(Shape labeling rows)

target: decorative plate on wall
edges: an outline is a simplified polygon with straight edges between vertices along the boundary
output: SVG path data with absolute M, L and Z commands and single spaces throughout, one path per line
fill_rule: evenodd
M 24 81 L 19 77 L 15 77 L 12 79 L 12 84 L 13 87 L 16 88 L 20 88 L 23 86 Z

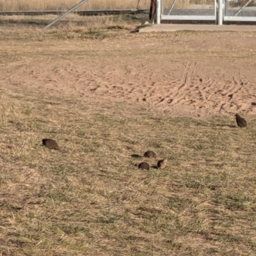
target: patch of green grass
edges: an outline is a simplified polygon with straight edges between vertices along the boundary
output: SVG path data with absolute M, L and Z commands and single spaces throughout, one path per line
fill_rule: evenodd
M 255 253 L 254 126 L 226 129 L 234 120 L 159 116 L 128 103 L 4 95 L 2 253 Z M 45 137 L 62 150 L 41 147 Z M 156 165 L 131 157 L 148 149 L 168 157 L 166 168 L 138 169 L 142 161 Z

__Written problem__. Can you copy out, character for character, the part of the rows that opens with the line containing "target: patch of green grass" and runs to the end of the rows, including both of those ends?

__Completed task__.
target: patch of green grass
edges: an outline is a simplified polygon with straight edges between vertices along the boundary
output: SVG path data with absolute M, L and Z commands and single spaces throughout, one path per line
fill_rule: evenodd
M 255 253 L 254 126 L 226 129 L 234 120 L 159 116 L 128 103 L 4 95 L 2 253 Z M 45 137 L 62 150 L 41 147 Z M 156 165 L 131 157 L 148 149 L 168 157 L 166 168 L 138 169 L 142 161 Z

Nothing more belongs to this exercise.